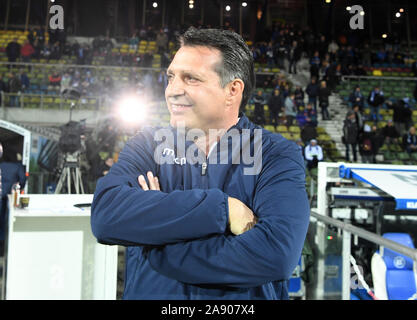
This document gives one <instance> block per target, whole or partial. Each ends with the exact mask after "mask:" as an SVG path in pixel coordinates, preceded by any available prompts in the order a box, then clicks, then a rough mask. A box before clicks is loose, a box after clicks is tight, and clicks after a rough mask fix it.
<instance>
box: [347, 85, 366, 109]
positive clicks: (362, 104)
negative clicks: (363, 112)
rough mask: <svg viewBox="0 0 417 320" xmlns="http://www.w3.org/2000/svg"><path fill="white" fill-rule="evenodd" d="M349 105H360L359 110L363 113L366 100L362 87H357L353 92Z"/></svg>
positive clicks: (351, 96) (349, 100) (350, 97)
mask: <svg viewBox="0 0 417 320" xmlns="http://www.w3.org/2000/svg"><path fill="white" fill-rule="evenodd" d="M349 103H350V105H351V106H354V105H358V106H359V110H360V111H361V112H363V108H364V106H365V98H364V96H363V94H362V92H361V87H360V86H356V87H355V89H354V90H353V92H352V93H351V94H350V96H349Z"/></svg>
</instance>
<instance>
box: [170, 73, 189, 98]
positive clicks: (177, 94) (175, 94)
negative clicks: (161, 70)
mask: <svg viewBox="0 0 417 320" xmlns="http://www.w3.org/2000/svg"><path fill="white" fill-rule="evenodd" d="M165 92H166V95H167V96H168V97H172V96H181V95H183V94H184V93H185V90H184V82H183V81H182V80H181V79H180V78H179V77H174V78H173V79H172V80H171V82H169V83H168V86H167V88H166V90H165Z"/></svg>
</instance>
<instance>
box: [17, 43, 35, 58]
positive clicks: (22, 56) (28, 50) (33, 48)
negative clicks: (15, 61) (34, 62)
mask: <svg viewBox="0 0 417 320" xmlns="http://www.w3.org/2000/svg"><path fill="white" fill-rule="evenodd" d="M34 53H35V49H34V48H33V46H32V45H31V44H30V42H29V41H25V43H24V45H23V46H22V48H21V49H20V56H21V57H22V61H23V62H24V63H30V61H31V58H32V56H33V54H34Z"/></svg>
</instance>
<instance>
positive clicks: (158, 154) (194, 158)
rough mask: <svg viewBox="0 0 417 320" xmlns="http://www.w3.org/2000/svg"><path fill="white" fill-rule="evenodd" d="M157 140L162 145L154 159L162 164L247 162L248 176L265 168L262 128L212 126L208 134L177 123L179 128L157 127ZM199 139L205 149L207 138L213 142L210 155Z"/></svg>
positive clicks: (190, 164) (251, 174) (241, 163)
mask: <svg viewBox="0 0 417 320" xmlns="http://www.w3.org/2000/svg"><path fill="white" fill-rule="evenodd" d="M154 141H155V142H156V143H157V144H158V146H157V147H156V148H155V151H154V160H155V162H156V163H157V164H159V165H162V164H176V165H180V166H182V165H185V164H187V163H188V164H190V165H195V164H199V165H207V164H244V168H243V174H244V175H257V174H259V173H260V172H261V170H262V129H254V130H250V129H236V128H232V129H230V130H227V131H226V130H220V129H210V130H209V132H208V136H207V135H206V133H205V132H204V131H203V130H201V129H189V130H188V129H185V127H184V126H182V125H178V124H177V126H176V128H175V130H172V129H169V128H162V129H159V130H157V131H156V132H155V135H154ZM197 141H202V143H201V145H202V146H203V148H204V147H205V143H206V141H212V143H213V144H214V146H212V149H211V150H210V152H209V154H208V155H206V153H205V152H204V151H203V150H202V147H201V146H199V145H200V143H198V142H197Z"/></svg>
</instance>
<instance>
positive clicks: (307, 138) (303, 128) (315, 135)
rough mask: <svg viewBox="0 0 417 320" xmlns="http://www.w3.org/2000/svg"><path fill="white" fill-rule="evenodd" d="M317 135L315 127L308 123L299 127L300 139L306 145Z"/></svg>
mask: <svg viewBox="0 0 417 320" xmlns="http://www.w3.org/2000/svg"><path fill="white" fill-rule="evenodd" d="M317 136H318V134H317V129H316V127H314V126H312V125H311V124H309V123H306V125H305V126H304V127H303V128H302V129H301V139H302V140H303V143H304V144H305V145H307V144H308V143H309V142H310V140H311V139H316V138H317Z"/></svg>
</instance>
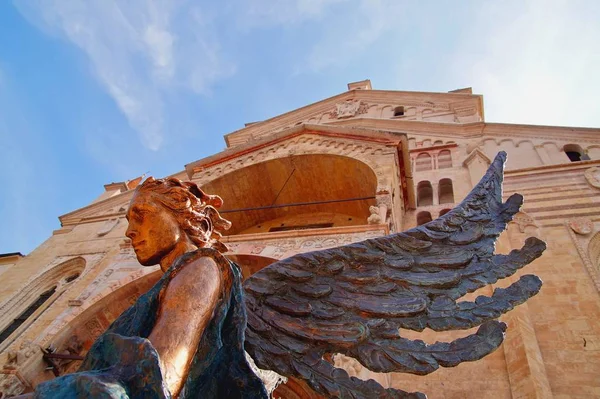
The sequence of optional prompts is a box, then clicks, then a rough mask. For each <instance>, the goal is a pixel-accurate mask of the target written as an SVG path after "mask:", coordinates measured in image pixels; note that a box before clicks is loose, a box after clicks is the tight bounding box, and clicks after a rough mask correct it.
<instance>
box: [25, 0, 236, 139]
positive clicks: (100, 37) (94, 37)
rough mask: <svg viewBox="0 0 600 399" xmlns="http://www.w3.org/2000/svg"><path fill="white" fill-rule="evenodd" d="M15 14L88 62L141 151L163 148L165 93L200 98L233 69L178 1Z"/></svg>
mask: <svg viewBox="0 0 600 399" xmlns="http://www.w3.org/2000/svg"><path fill="white" fill-rule="evenodd" d="M16 6H17V7H18V8H19V10H20V11H21V12H22V13H23V14H24V15H25V16H27V17H28V18H29V19H30V20H31V21H33V22H34V23H35V24H36V25H38V26H40V27H41V28H43V29H46V30H51V31H53V32H58V34H59V35H61V36H63V37H65V38H66V39H67V40H69V41H71V42H72V43H73V44H75V45H76V46H78V47H79V48H80V49H81V50H82V51H83V52H84V53H85V54H86V55H87V56H88V58H89V60H90V62H91V65H92V68H93V71H94V73H95V75H96V76H97V78H98V80H99V81H100V82H101V84H102V85H103V86H104V87H105V89H106V91H107V92H108V93H109V94H110V96H111V97H112V98H113V99H114V100H115V102H116V104H117V105H118V107H119V108H120V110H121V111H122V112H123V114H124V115H125V116H126V117H127V120H128V121H129V124H130V126H131V127H132V128H133V129H135V130H136V131H137V132H138V134H139V137H140V139H141V141H142V143H143V144H144V146H146V147H147V148H149V149H151V150H158V149H159V148H160V147H161V145H162V143H163V141H164V129H165V126H164V120H165V116H164V114H165V112H166V111H165V108H166V104H165V101H166V100H165V98H166V97H167V95H168V93H169V92H170V91H172V90H177V89H188V90H193V91H195V92H199V93H206V92H208V91H209V88H210V86H211V85H212V84H213V83H214V82H215V81H217V80H219V79H221V78H223V77H225V76H228V75H229V74H231V73H233V71H234V69H233V67H232V66H231V65H229V64H228V63H226V62H224V61H222V60H221V59H220V53H219V47H218V45H217V44H216V43H212V44H211V45H210V46H209V45H208V44H207V43H206V42H205V40H204V36H210V37H211V40H212V41H216V37H215V36H214V35H213V34H212V32H211V29H212V28H213V27H212V26H211V25H210V24H209V23H206V24H197V20H198V15H201V14H202V12H201V10H200V9H198V8H197V7H195V6H191V5H189V4H187V2H186V1H163V2H154V1H149V0H129V1H117V0H95V1H92V0H91V1H86V2H74V1H71V0H50V1H42V0H28V1H23V2H16Z"/></svg>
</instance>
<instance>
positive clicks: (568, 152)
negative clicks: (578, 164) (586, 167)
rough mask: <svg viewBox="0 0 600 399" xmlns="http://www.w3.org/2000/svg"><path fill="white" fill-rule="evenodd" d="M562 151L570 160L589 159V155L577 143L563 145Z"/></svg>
mask: <svg viewBox="0 0 600 399" xmlns="http://www.w3.org/2000/svg"><path fill="white" fill-rule="evenodd" d="M563 151H564V152H565V154H567V156H568V157H569V159H570V160H571V162H578V161H589V159H590V157H588V155H587V154H586V153H585V152H584V151H583V148H581V146H579V145H577V144H567V145H566V146H564V147H563Z"/></svg>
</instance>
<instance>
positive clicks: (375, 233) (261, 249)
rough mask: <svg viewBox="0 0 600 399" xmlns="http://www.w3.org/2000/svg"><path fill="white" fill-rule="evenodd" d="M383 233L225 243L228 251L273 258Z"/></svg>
mask: <svg viewBox="0 0 600 399" xmlns="http://www.w3.org/2000/svg"><path fill="white" fill-rule="evenodd" d="M384 234H385V230H384V229H381V230H374V231H365V232H362V233H349V234H337V235H324V236H316V237H314V236H313V237H298V238H284V239H275V240H257V241H247V242H237V243H227V246H228V247H229V252H230V253H235V254H254V255H260V256H265V257H269V258H274V259H283V258H286V257H288V256H291V255H293V254H296V253H300V252H309V251H315V250H319V249H326V248H333V247H337V246H340V245H345V244H351V243H354V242H358V241H362V240H365V239H367V238H373V237H380V236H382V235H384Z"/></svg>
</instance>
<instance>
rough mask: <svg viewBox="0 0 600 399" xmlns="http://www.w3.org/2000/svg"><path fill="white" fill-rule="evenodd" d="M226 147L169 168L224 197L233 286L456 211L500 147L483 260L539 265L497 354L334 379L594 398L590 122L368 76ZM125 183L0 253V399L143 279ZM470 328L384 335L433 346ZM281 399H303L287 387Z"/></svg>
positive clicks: (112, 309) (232, 136)
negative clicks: (495, 122) (388, 86)
mask: <svg viewBox="0 0 600 399" xmlns="http://www.w3.org/2000/svg"><path fill="white" fill-rule="evenodd" d="M225 141H226V143H227V148H226V149H225V150H224V151H222V152H220V153H217V154H214V155H212V156H210V157H207V158H204V159H200V160H198V161H196V162H192V163H190V164H187V165H183V170H181V171H179V172H177V173H175V174H173V175H172V176H173V177H176V178H179V179H181V180H189V181H193V182H195V183H197V184H198V185H199V186H201V187H202V189H203V190H204V191H205V192H207V193H211V194H218V195H219V196H221V197H222V198H223V200H224V206H223V208H221V214H222V216H223V217H225V218H227V219H229V220H230V221H232V223H233V227H232V228H231V229H230V230H229V231H228V232H227V233H226V235H225V236H224V237H223V239H222V241H223V242H224V243H225V244H226V245H227V246H228V247H229V252H228V254H227V255H228V256H229V257H230V258H231V259H233V260H235V261H236V262H237V263H238V264H240V265H241V267H242V271H243V274H244V276H245V277H247V276H249V275H251V274H252V273H254V272H256V271H258V270H260V269H261V268H263V267H265V266H267V265H269V264H271V263H273V262H275V261H277V260H279V259H284V258H286V257H288V256H291V255H293V254H296V253H300V252H308V251H313V250H317V249H323V248H330V247H335V246H339V245H344V244H348V243H352V242H357V241H361V240H364V239H366V238H370V237H377V236H381V235H384V234H389V233H394V232H399V231H403V230H406V229H410V228H412V227H415V226H417V225H420V224H423V223H427V222H428V221H431V220H432V219H435V218H437V217H438V216H440V215H443V214H444V213H445V212H447V211H448V210H450V209H452V208H453V207H454V206H455V205H456V204H457V203H459V202H460V201H461V200H462V199H463V198H464V197H465V196H466V194H468V193H469V191H470V190H471V188H472V187H473V186H474V185H475V184H476V183H477V182H478V181H479V179H480V178H481V177H482V176H483V173H484V172H485V170H486V169H487V167H488V166H489V164H490V161H491V159H493V157H494V156H495V155H496V153H497V152H499V151H506V152H507V154H508V161H507V164H506V172H505V181H504V196H505V199H506V198H507V197H508V196H510V195H511V194H513V193H520V194H522V195H523V196H524V197H525V203H524V206H523V208H522V209H521V212H519V213H518V214H517V215H516V217H515V218H514V220H513V221H512V222H511V223H510V224H509V226H508V229H507V231H506V232H505V233H503V235H502V236H501V237H500V239H499V241H498V243H497V246H496V252H499V253H508V252H510V251H511V250H513V249H516V248H520V247H521V246H522V245H523V242H524V240H525V239H526V238H527V237H530V236H535V237H538V238H540V239H542V240H544V241H546V243H547V245H548V249H547V250H546V252H545V253H544V255H543V256H542V257H541V258H539V259H537V260H536V261H534V262H533V263H532V264H531V265H529V266H527V267H526V268H525V270H524V271H523V272H521V273H517V275H515V276H514V277H512V278H509V279H506V281H500V282H498V283H496V284H492V285H490V286H487V287H485V288H484V289H480V290H478V291H477V292H475V293H472V294H469V295H468V296H467V297H468V299H471V298H475V297H476V296H478V295H482V294H484V295H490V294H491V293H492V291H493V289H495V288H499V287H500V288H501V287H505V286H507V285H509V283H510V282H512V281H515V279H518V278H519V276H520V275H521V274H522V273H523V274H536V275H538V276H539V277H540V278H541V279H542V280H543V282H544V285H543V287H542V290H541V292H540V293H539V294H538V295H537V296H535V297H534V298H532V299H530V300H529V301H528V302H527V303H525V304H523V305H520V306H519V307H517V308H515V309H514V310H513V311H511V312H509V313H508V314H507V315H505V316H504V317H502V318H501V320H503V321H504V322H505V323H506V324H507V325H508V330H507V332H506V338H505V341H504V343H503V344H502V346H501V348H500V349H498V350H497V351H495V352H494V353H493V354H491V355H490V356H488V357H486V358H484V359H482V360H480V361H477V362H472V363H463V364H460V365H459V366H457V367H455V368H448V369H440V370H438V371H436V372H434V373H432V374H430V375H427V376H414V375H408V374H396V373H393V374H376V373H372V372H370V371H369V370H366V369H365V368H364V367H362V366H361V365H360V364H359V363H358V362H356V361H355V360H354V359H351V358H346V357H344V356H342V355H334V356H333V357H332V361H334V362H335V363H336V365H338V366H339V367H343V368H344V369H346V370H347V371H348V372H349V374H350V375H354V376H358V377H360V378H363V379H368V378H373V379H376V380H377V381H378V382H379V383H380V384H382V385H383V386H384V387H394V388H399V389H402V390H406V391H421V392H424V393H427V394H428V395H429V397H430V398H471V397H473V398H552V397H555V398H567V397H569V398H589V397H600V379H599V378H598V376H599V375H600V320H599V319H600V318H599V317H598V315H600V296H599V293H600V129H587V128H573V127H556V126H531V125H514V124H502V123H487V122H485V118H484V108H483V97H482V96H481V95H475V94H473V93H472V91H471V89H468V88H467V89H460V90H455V91H452V92H448V93H424V92H402V91H385V90H373V89H372V88H371V83H370V81H368V80H366V81H361V82H354V83H350V84H349V85H348V91H345V92H343V93H341V94H339V95H336V96H333V97H330V98H328V99H325V100H322V101H319V102H317V103H314V104H310V105H307V106H305V107H302V108H300V109H297V110H294V111H291V112H288V113H286V114H282V115H279V116H277V117H274V118H271V119H268V120H265V121H261V122H255V123H249V124H246V126H245V127H244V128H242V129H240V130H237V131H235V132H232V133H229V134H227V135H226V136H225ZM141 180H142V179H141V177H140V178H137V179H133V180H130V181H126V182H119V183H111V184H107V185H105V186H104V188H105V190H104V193H103V194H102V195H101V196H100V197H99V198H98V199H96V200H95V201H94V202H92V203H91V204H89V205H87V206H85V207H83V208H81V209H77V210H74V211H73V212H70V213H68V214H66V215H62V216H60V218H59V219H60V222H61V228H60V229H58V230H55V231H54V232H53V234H52V236H51V237H50V238H48V239H47V240H46V241H45V242H44V243H43V244H42V245H40V246H39V247H38V248H36V249H35V250H34V251H33V252H31V253H30V254H28V255H27V256H22V255H21V254H18V253H11V254H4V255H1V256H0V276H1V277H0V278H1V281H2V283H3V284H1V285H0V392H1V395H0V398H2V399H3V398H5V397H11V396H14V395H18V394H20V393H24V392H30V391H31V390H32V389H33V387H35V385H36V384H38V383H40V382H42V381H45V380H48V379H50V378H54V376H57V375H62V374H65V373H68V372H72V371H74V370H76V369H77V367H78V364H79V363H80V359H81V357H82V356H83V355H85V353H86V351H87V350H88V349H89V347H90V346H91V344H92V342H93V341H94V340H95V339H96V338H97V337H98V336H99V335H100V334H101V333H102V332H103V331H104V330H105V329H106V328H107V327H108V325H109V324H110V323H111V322H112V321H113V320H115V318H116V317H118V315H119V314H120V313H121V312H122V311H123V310H125V309H126V308H127V307H128V306H130V305H131V304H132V303H133V302H135V300H136V299H137V298H138V297H139V296H140V295H141V294H143V293H144V292H146V291H147V290H148V289H149V288H150V287H151V286H152V285H153V284H154V283H155V282H156V281H157V280H158V278H159V276H160V270H159V268H158V266H155V267H143V266H141V265H140V264H139V263H138V262H137V260H136V258H135V255H134V252H133V249H132V248H131V245H130V243H129V240H128V239H126V238H125V235H124V233H125V229H126V228H127V221H126V220H125V211H126V209H127V206H128V203H129V201H130V199H131V197H132V194H133V192H134V190H135V187H136V186H137V185H138V184H139V183H140V182H141ZM469 333H472V331H460V332H447V333H434V332H433V331H428V330H425V331H424V332H422V333H415V332H412V331H401V334H402V335H404V336H407V337H408V338H412V339H422V340H424V341H425V342H428V343H433V342H436V341H450V340H452V339H456V338H458V337H461V336H466V335H468V334H469ZM276 396H278V397H284V398H287V397H289V398H313V397H317V396H316V394H314V393H313V392H312V391H311V390H310V389H309V388H307V387H306V386H305V385H304V384H302V383H301V382H299V381H296V380H293V379H290V380H289V381H288V382H287V383H286V384H284V385H281V386H280V387H279V388H278V390H277V391H276Z"/></svg>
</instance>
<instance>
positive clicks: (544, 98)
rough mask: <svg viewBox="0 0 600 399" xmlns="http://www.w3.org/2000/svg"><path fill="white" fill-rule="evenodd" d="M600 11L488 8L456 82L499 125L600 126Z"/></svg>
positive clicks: (526, 4) (595, 5)
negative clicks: (479, 98) (462, 82)
mask: <svg viewBox="0 0 600 399" xmlns="http://www.w3.org/2000/svg"><path fill="white" fill-rule="evenodd" d="M599 20H600V5H599V3H597V2H587V3H582V2H572V1H551V2H548V1H537V0H536V1H528V2H521V1H519V2H514V3H510V4H509V3H505V2H502V3H498V2H488V3H484V5H483V6H482V7H481V9H480V10H479V13H478V15H477V18H476V21H477V22H476V23H475V24H473V25H472V27H471V29H469V30H468V31H467V32H466V33H465V38H464V43H463V46H462V47H463V48H465V49H466V51H465V53H464V54H462V56H461V57H458V56H457V57H456V58H457V60H456V65H455V68H456V71H457V76H462V79H461V80H462V81H464V82H469V83H468V84H470V85H472V86H473V88H474V89H475V91H476V92H478V93H481V94H483V95H484V99H485V106H486V112H487V115H486V119H487V120H488V121H495V122H507V123H531V124H545V125H571V126H578V125H579V126H581V125H584V126H600V113H598V105H597V94H598V90H600V75H599V74H598V70H600V50H599V49H600V47H599V46H598V40H599V38H600V24H598V21H599Z"/></svg>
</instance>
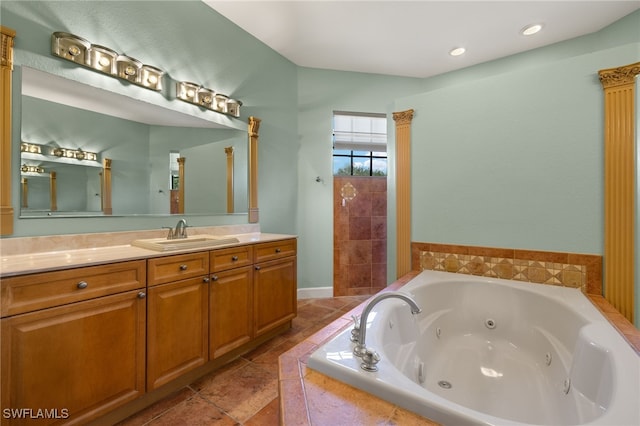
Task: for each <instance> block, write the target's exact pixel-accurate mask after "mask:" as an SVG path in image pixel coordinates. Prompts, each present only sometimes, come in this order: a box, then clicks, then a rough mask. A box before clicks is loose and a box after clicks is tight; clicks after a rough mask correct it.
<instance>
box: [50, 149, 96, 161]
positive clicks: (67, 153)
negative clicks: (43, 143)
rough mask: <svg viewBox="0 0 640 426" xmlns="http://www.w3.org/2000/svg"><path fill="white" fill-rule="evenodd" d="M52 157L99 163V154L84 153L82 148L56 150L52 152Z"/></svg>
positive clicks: (91, 153)
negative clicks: (64, 158) (71, 158)
mask: <svg viewBox="0 0 640 426" xmlns="http://www.w3.org/2000/svg"><path fill="white" fill-rule="evenodd" d="M51 155H55V156H56V157H61V158H75V159H76V160H78V161H82V160H85V161H98V154H96V153H95V152H89V151H83V150H82V149H81V148H78V149H69V148H54V149H52V150H51Z"/></svg>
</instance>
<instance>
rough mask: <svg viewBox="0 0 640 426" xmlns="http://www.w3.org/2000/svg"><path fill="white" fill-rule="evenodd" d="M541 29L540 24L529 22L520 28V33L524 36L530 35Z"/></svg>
mask: <svg viewBox="0 0 640 426" xmlns="http://www.w3.org/2000/svg"><path fill="white" fill-rule="evenodd" d="M541 29H542V24H531V25H527V26H526V27H524V28H523V29H521V30H520V34H522V35H524V36H530V35H534V34H536V33H538V32H540V30H541Z"/></svg>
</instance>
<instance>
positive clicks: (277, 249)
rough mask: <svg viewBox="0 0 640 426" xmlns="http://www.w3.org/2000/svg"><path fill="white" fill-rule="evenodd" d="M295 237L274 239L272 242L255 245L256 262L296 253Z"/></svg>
mask: <svg viewBox="0 0 640 426" xmlns="http://www.w3.org/2000/svg"><path fill="white" fill-rule="evenodd" d="M296 242H297V240H295V239H290V240H282V241H274V242H272V243H261V244H256V245H255V246H254V253H255V262H256V263H260V262H264V261H267V260H275V259H280V258H283V257H288V256H295V255H296Z"/></svg>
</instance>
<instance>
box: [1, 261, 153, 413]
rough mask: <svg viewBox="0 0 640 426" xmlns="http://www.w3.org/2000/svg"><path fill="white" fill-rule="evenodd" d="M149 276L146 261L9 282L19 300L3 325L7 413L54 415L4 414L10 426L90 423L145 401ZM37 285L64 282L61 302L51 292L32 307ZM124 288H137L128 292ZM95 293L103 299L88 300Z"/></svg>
mask: <svg viewBox="0 0 640 426" xmlns="http://www.w3.org/2000/svg"><path fill="white" fill-rule="evenodd" d="M114 270H115V271H116V272H114ZM123 270H124V271H128V272H127V273H123V272H122V271H123ZM100 271H102V272H104V274H101V273H100ZM145 273H146V268H145V262H144V261H134V262H122V263H118V264H112V265H104V266H98V267H88V268H78V269H72V270H67V271H58V272H50V273H46V274H31V275H25V276H20V277H10V278H5V279H3V280H2V294H3V295H7V294H12V295H13V296H15V297H14V298H13V300H14V301H15V300H17V301H18V303H17V304H16V305H15V306H12V305H11V303H8V304H7V305H6V306H4V305H3V306H4V307H6V308H7V309H6V310H4V309H3V316H4V317H3V318H2V320H1V325H0V326H1V337H0V339H1V357H2V362H1V366H0V369H1V372H2V385H1V386H2V388H1V390H2V396H1V399H0V400H1V404H2V408H3V409H18V410H19V409H29V408H30V409H33V410H38V409H42V410H49V411H48V413H49V417H53V418H49V419H44V418H33V419H31V418H27V419H25V418H22V419H18V418H15V417H14V418H10V417H11V416H5V415H3V416H2V418H1V419H0V420H1V424H2V425H13V424H38V425H44V424H51V423H54V422H60V421H61V420H62V421H64V422H67V423H68V424H85V423H87V422H88V421H90V420H91V419H94V418H96V417H98V416H100V415H103V414H105V413H107V412H109V411H111V410H113V409H115V408H116V407H118V406H121V405H123V404H124V403H126V402H129V401H132V400H134V399H137V398H138V397H139V396H141V395H142V394H144V392H145V365H144V364H145V347H146V344H145V314H146V302H145V297H146V294H145V288H144V287H145V284H146V283H145ZM104 275H106V276H108V277H111V278H112V279H113V280H111V281H110V280H104V279H103V278H104ZM119 275H120V276H125V277H128V278H126V279H125V281H127V284H123V283H122V281H119V280H118V279H117V277H118V276H119ZM134 275H135V276H136V278H135V279H132V276H134ZM96 277H97V278H96ZM100 277H102V278H100ZM101 280H102V281H101ZM29 282H33V283H40V284H43V285H45V288H47V287H46V286H47V285H50V284H51V283H57V286H58V287H59V296H60V297H55V296H54V294H53V292H50V293H47V294H45V295H43V297H40V298H36V299H38V300H37V301H30V300H29V297H26V296H25V294H30V292H31V290H32V289H31V286H29V285H28V283H29ZM108 282H110V284H109V283H108ZM134 282H135V283H137V284H134ZM98 283H102V284H100V285H99V284H98ZM85 284H86V285H85ZM94 284H95V286H94ZM123 286H124V287H131V286H136V287H137V289H134V290H129V291H124V292H121V291H120V289H121V288H123ZM92 287H100V290H99V291H98V293H100V294H103V295H101V296H100V297H93V296H95V294H96V292H86V293H82V292H83V291H84V290H89V289H91V288H92ZM25 292H26V293H25ZM19 294H22V296H25V297H22V296H21V297H18V295H19ZM78 294H81V295H82V294H84V295H85V297H86V298H83V297H81V296H79V295H78ZM78 299H80V300H78ZM71 300H73V301H74V302H73V303H65V302H66V301H71ZM35 306H37V307H38V308H37V309H36V308H34V309H32V310H28V311H27V312H24V313H20V314H16V315H7V316H5V313H6V312H13V311H15V310H16V309H19V310H25V309H27V308H25V307H29V308H28V309H31V307H35ZM3 414H5V413H4V412H3ZM32 415H33V416H35V415H36V411H33V414H32ZM56 417H57V418H56Z"/></svg>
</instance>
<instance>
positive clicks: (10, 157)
mask: <svg viewBox="0 0 640 426" xmlns="http://www.w3.org/2000/svg"><path fill="white" fill-rule="evenodd" d="M0 33H1V36H2V38H1V43H0V54H1V69H0V88H2V99H1V102H2V114H1V117H0V120H1V122H2V132H0V154H1V157H0V170H1V174H0V178H1V181H0V235H11V234H13V225H14V208H13V205H12V204H11V203H12V197H11V186H12V185H13V175H12V170H11V142H12V141H11V134H12V129H11V115H12V114H11V112H12V111H11V108H12V102H11V100H12V92H11V87H12V72H13V64H14V62H13V48H14V39H15V37H16V31H15V30H13V29H11V28H8V27H4V26H0ZM260 121H261V120H260V119H259V118H256V117H253V116H251V117H249V119H248V133H249V155H248V157H249V158H248V160H249V164H248V168H249V181H248V188H247V189H248V195H249V213H248V216H249V223H257V222H258V221H259V209H258V138H259V135H258V130H259V127H260Z"/></svg>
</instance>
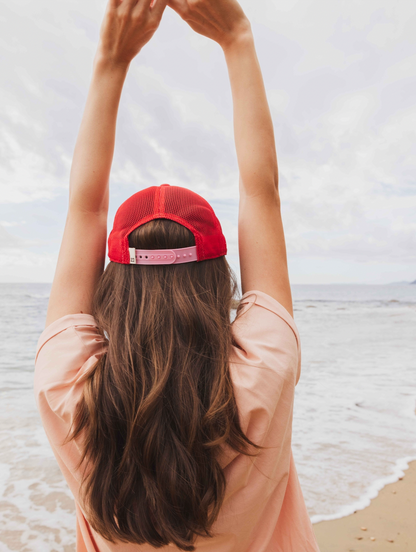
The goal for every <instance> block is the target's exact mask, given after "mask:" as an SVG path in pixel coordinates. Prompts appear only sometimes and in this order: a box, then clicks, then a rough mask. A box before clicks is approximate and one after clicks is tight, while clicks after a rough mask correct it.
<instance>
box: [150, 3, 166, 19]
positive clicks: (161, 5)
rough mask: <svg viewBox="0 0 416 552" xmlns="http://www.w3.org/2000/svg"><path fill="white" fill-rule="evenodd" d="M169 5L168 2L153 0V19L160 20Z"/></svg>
mask: <svg viewBox="0 0 416 552" xmlns="http://www.w3.org/2000/svg"><path fill="white" fill-rule="evenodd" d="M167 3H168V1H167V0H152V1H151V2H150V6H149V8H150V10H151V12H152V17H154V18H155V19H160V18H161V17H162V14H163V12H164V11H165V8H166V5H167Z"/></svg>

# # # # # # #

■ **Written task**:
Reproduce the listing verbatim from its beginning through the line that contains "negative clicks: (363, 112)", including that line. Leave the pictures out.

■ **Exercise solution**:
This document gives one <instance> block per target, whole or partial. Each ends with the exact mask after "mask:" as an SVG path in pixel coordinates, preceded by any available prompts in the order a box, then clicks, then a rough mask. A box before clicks is loose, a box after clicks is tight, and clicks after a rough mask fix it.
<instance>
box: [347, 85, 366, 109]
positive clicks: (362, 104)
negative clicks: (363, 112)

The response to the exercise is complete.